Consigne donnée >>
Relevez tous les titres d'œuvres cités dans le texte fourni.

« Quand j’étais petit, je lisais Akim, Zembla, Tex Willer ou Kouakou, c’est comme ça que j’ai commencé à aimer la lecture ! » Profond témoignage d’un adulte, aujourd’hui créatrice de la BD La vie d’Ebène Duta qui provoque en nous des spasmes de nostalgie, et nous pousse à une interrogation empreinte de culpabilité : où sont passés ces bons moments ? Pourquoi n’en faisons-nous pas profiter nos enfants ?
Ils sont rares et précieux, ces merveilleux moments de la vie où l’on ne voudrait être ailleurs pour rien au monde. Des moments fugaces, qu’on savoure en prenant son temps.
Le temps de lire une bande dessinée et de célébrer ce plaisir enfantin nous est permis. Alors, pourquoi s’en priver ?

Matériel fourni >>
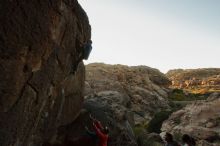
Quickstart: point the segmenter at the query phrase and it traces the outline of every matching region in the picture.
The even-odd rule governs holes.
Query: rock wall
[[[0,1],[1,146],[39,146],[77,117],[90,31],[77,0]]]
[[[189,134],[197,141],[220,140],[220,94],[213,93],[207,101],[196,101],[174,112],[162,125],[162,131],[174,135]]]
[[[108,103],[115,112],[118,110],[115,116],[119,120],[123,119],[123,111],[132,111],[135,124],[149,120],[157,111],[169,108],[169,85],[164,74],[147,66],[101,63],[86,66],[86,101],[100,99],[99,103]]]

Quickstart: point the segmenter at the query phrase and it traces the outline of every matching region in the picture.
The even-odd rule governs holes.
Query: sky
[[[220,67],[220,0],[78,0],[92,27],[86,64]]]

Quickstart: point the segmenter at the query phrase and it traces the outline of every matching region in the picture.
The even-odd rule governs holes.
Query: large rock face
[[[220,69],[176,69],[167,72],[172,88],[187,89],[195,93],[219,92]]]
[[[197,140],[220,140],[220,95],[197,101],[173,113],[162,125],[162,131],[189,134]]]
[[[0,145],[37,145],[79,114],[82,45],[77,0],[0,1]]]
[[[84,109],[111,129],[109,145],[136,146],[134,126],[169,109],[169,84],[164,74],[147,66],[89,64]]]
[[[169,83],[158,70],[146,66],[89,64],[86,66],[86,101],[103,99],[102,102],[115,109],[118,119],[123,119],[123,111],[132,111],[134,122],[138,124],[169,107],[166,88]]]

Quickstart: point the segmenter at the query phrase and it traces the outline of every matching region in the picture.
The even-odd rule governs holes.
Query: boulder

Problème résolu >>
- Akim
- Zembla
- Tex Willer
- Kouakou
- La vie d'Ebène Duta